### Objectives
• a. Reproduce verbatim the passage of the roofing industry report that begins with the words "David Harrison: Be" and ends with "from other options.".
• b. In the entries, format the lines from the one containing "subject: flutter sleeve" through the one containing "264 324 L 264" as a JSON list of strings, one string per line, with blank lines omitted.

|State of the Industry Reports|
Homeowners are increasingly aware of the importance of their roof when it comes to curb appeal, and manufacturers, distributors and contractors are bracing for new product offerings in the residential market.
“Roofing contractors should expect to continue seeing an increase in popularity for designer (architectural) asphalt shingles,” said Reed Hitchcock, executive vice president of the Asphalt Roofing Manufacturers Association (ARMA). “Designer shingles are different from other kinds of asphalt shingles in that they contain more than a single layer of tabs; this creates thickness and adds both visual depth to a roof and the beauty of a personalized style. Homeowners are drawn to the ability of designer asphalt shingles to attain the look and curb appeal of alternative roofing materials, but at a more affordable price. In addition to the wider range of available looks, the superior safety ratings and reliability of these shingles will continue to attract homeowners as they become more widely used. Contractors can expect these products to have the same ‘easy to install, easy to repair’ attributes of other asphalt shingles.”
Kirk Villar, vice president of residential sales and marketing for Atlas Roofing, pointed to strong sales of algae-resistant shingles. “Contractors will continue to see new and innovative products introduced during 2014 with the focus being on longer-lasting, better-performing shingles,” he said. “Homeowners continue to see the value laminated, architectural shingles add to the curb appeal of their homes. Manufacturers will take advantage of this trend by making more styles and colors available for architectural shingles.”
David Harrison: Be Prepared to Handle the Skeptical Consumer
In 2014, the toughest problem facing residential contractors will be consumers who continue to become more skeptical in their buying decisions. As a result, contractors will need to continue to improve their ability to communicate and differentiate themselves from other options.
There are many things that continue to drive consumers to be more skeptical. Primary factors include the economy, the industry and technology. The economy continues to be uncertain. The sales capabilities of contractors have vastly improved versus even five years ago. And the majority of consumers are now using advanced technology, giving them quicker access to information.
The economy has created a strange effect on consumers requiring roofing services. Listening to the news, the statistics are unsettling. While the unemployment rate seemingly is decreasing, it’s masked by the fact that millions of Americans have withdrawn from the search for employment. That’s unsettling. And that means roofing consumers are bombarded with skepticism about the economy. They hear things at work, on the news and in their neighborhoods. This makes consumers jittery, even if they are relatively secure in their own jobs. And when they’re jittery, they’re more skeptical buyers.

### The input
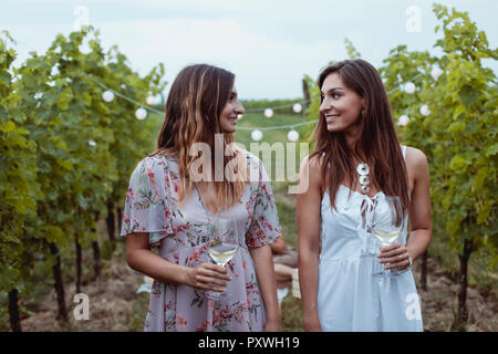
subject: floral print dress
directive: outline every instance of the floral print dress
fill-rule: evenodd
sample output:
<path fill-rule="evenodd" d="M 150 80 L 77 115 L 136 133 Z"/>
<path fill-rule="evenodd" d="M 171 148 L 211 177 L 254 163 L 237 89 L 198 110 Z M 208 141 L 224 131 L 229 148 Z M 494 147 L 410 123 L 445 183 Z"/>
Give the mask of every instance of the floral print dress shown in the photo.
<path fill-rule="evenodd" d="M 231 278 L 226 289 L 228 299 L 208 300 L 203 290 L 155 280 L 145 331 L 242 332 L 264 329 L 264 306 L 249 249 L 273 242 L 281 235 L 281 228 L 264 167 L 252 154 L 245 154 L 251 181 L 239 202 L 217 215 L 204 207 L 196 188 L 179 206 L 179 166 L 173 157 L 146 157 L 132 174 L 121 236 L 148 232 L 149 242 L 159 246 L 160 257 L 191 268 L 212 262 L 207 253 L 212 220 L 235 220 L 234 228 L 239 236 L 239 249 L 225 266 Z"/>

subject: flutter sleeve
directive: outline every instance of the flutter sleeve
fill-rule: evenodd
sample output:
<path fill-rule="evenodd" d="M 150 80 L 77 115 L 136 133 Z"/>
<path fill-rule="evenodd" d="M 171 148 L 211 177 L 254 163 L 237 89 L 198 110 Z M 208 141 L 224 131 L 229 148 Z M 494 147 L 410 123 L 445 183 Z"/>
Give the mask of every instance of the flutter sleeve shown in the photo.
<path fill-rule="evenodd" d="M 259 166 L 258 187 L 252 210 L 252 221 L 246 233 L 248 248 L 258 248 L 272 243 L 281 233 L 277 206 L 271 191 L 270 179 L 261 160 Z"/>
<path fill-rule="evenodd" d="M 157 157 L 138 163 L 129 179 L 121 236 L 148 232 L 151 243 L 174 233 L 168 166 Z"/>

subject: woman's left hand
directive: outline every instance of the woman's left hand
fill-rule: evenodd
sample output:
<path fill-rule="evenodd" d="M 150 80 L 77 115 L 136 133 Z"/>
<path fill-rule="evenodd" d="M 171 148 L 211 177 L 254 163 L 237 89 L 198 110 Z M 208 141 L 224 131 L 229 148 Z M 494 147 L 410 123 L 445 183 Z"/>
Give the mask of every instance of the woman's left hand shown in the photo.
<path fill-rule="evenodd" d="M 380 263 L 388 263 L 384 269 L 404 270 L 409 267 L 408 250 L 401 243 L 392 243 L 381 248 L 381 253 L 377 258 Z"/>
<path fill-rule="evenodd" d="M 264 324 L 264 332 L 282 332 L 282 325 L 280 321 L 267 321 Z"/>

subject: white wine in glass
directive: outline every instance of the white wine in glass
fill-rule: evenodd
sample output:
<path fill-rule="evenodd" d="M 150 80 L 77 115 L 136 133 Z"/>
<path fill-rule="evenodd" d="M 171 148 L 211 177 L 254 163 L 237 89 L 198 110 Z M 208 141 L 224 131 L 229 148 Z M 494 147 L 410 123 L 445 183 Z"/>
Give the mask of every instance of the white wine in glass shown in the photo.
<path fill-rule="evenodd" d="M 403 232 L 405 227 L 405 211 L 400 197 L 385 196 L 375 204 L 373 210 L 373 233 L 381 241 L 382 247 L 390 246 Z M 382 270 L 374 272 L 375 277 L 397 277 L 406 270 Z"/>
<path fill-rule="evenodd" d="M 237 222 L 234 220 L 218 219 L 214 222 L 211 231 L 212 235 L 208 253 L 216 264 L 225 267 L 239 250 Z M 227 296 L 226 292 L 206 292 L 206 298 L 211 300 L 221 300 Z"/>
<path fill-rule="evenodd" d="M 212 244 L 208 249 L 209 256 L 215 260 L 216 264 L 225 267 L 230 259 L 237 253 L 238 244 L 224 243 Z"/>

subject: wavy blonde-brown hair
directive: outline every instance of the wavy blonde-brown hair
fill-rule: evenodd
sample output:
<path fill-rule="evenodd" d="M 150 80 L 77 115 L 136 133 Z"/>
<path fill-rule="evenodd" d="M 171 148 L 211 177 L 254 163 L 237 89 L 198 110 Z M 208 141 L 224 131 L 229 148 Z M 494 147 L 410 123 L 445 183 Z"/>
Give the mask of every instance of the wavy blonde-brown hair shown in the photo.
<path fill-rule="evenodd" d="M 234 82 L 235 75 L 231 72 L 207 64 L 185 67 L 173 82 L 157 140 L 157 150 L 153 155 L 173 154 L 178 158 L 180 204 L 194 189 L 190 168 L 199 157 L 190 156 L 190 148 L 196 143 L 209 145 L 211 171 L 222 167 L 222 180 L 210 179 L 215 184 L 219 201 L 218 211 L 228 209 L 240 200 L 243 194 L 247 168 L 237 169 L 237 166 L 247 166 L 246 157 L 235 145 L 234 134 L 224 133 L 219 125 L 219 116 L 231 95 Z M 224 134 L 222 152 L 226 154 L 222 166 L 215 166 L 215 134 Z M 225 167 L 229 163 L 234 166 L 234 162 L 236 162 L 234 169 L 236 177 L 229 180 L 225 177 Z"/>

### Solutions to each task
• a.
David Harrison: Be Prepared to Handle the Skeptical Consumer
In 2014, the toughest problem facing residential contractors will be consumers who continue to become more skeptical in their buying decisions. As a result, contractors will need to continue to improve their ability to communicate and differentiate themselves from other options.

• b.
[
  "subject: flutter sleeve",
  "directive: outline every instance of the flutter sleeve",
  "fill-rule: evenodd",
  "sample output:",
  "<path fill-rule=\"evenodd\" d=\"M 150 80 L 77 115 L 136 133 Z\"/>",
  "<path fill-rule=\"evenodd\" d=\"M 171 148 L 211 177 L 254 163 L 237 89 L 198 110 Z M 208 141 L 224 131 L 229 148 Z M 494 147 L 410 123 L 445 183 Z\"/>",
  "Give the mask of every instance of the flutter sleeve shown in the photo.",
  "<path fill-rule=\"evenodd\" d=\"M 259 166 L 258 187 L 252 210 L 252 221 L 246 233 L 248 248 L 258 248 L 272 243 L 281 233 L 277 206 L 271 191 L 270 179 L 261 160 Z\"/>",
  "<path fill-rule=\"evenodd\" d=\"M 157 157 L 138 163 L 129 179 L 121 236 L 148 232 L 151 243 L 174 233 L 168 166 Z\"/>",
  "subject: woman's left hand",
  "directive: outline every instance of the woman's left hand",
  "fill-rule: evenodd",
  "sample output:",
  "<path fill-rule=\"evenodd\" d=\"M 150 80 L 77 115 L 136 133 Z\"/>",
  "<path fill-rule=\"evenodd\" d=\"M 171 148 L 211 177 L 254 163 L 237 89 L 198 110 Z M 208 141 L 224 131 L 229 148 Z M 494 147 L 410 123 L 445 183 Z\"/>",
  "Give the mask of every instance of the woman's left hand shown in the photo.",
  "<path fill-rule=\"evenodd\" d=\"M 380 263 L 388 263 L 384 269 L 404 270 L 409 267 L 408 250 L 401 243 L 392 243 L 381 248 L 381 253 L 377 258 Z\"/>",
  "<path fill-rule=\"evenodd\" d=\"M 264 324 L 264 332 L 282 332 L 282 325 L 280 321 L 267 321 Z\"/>"
]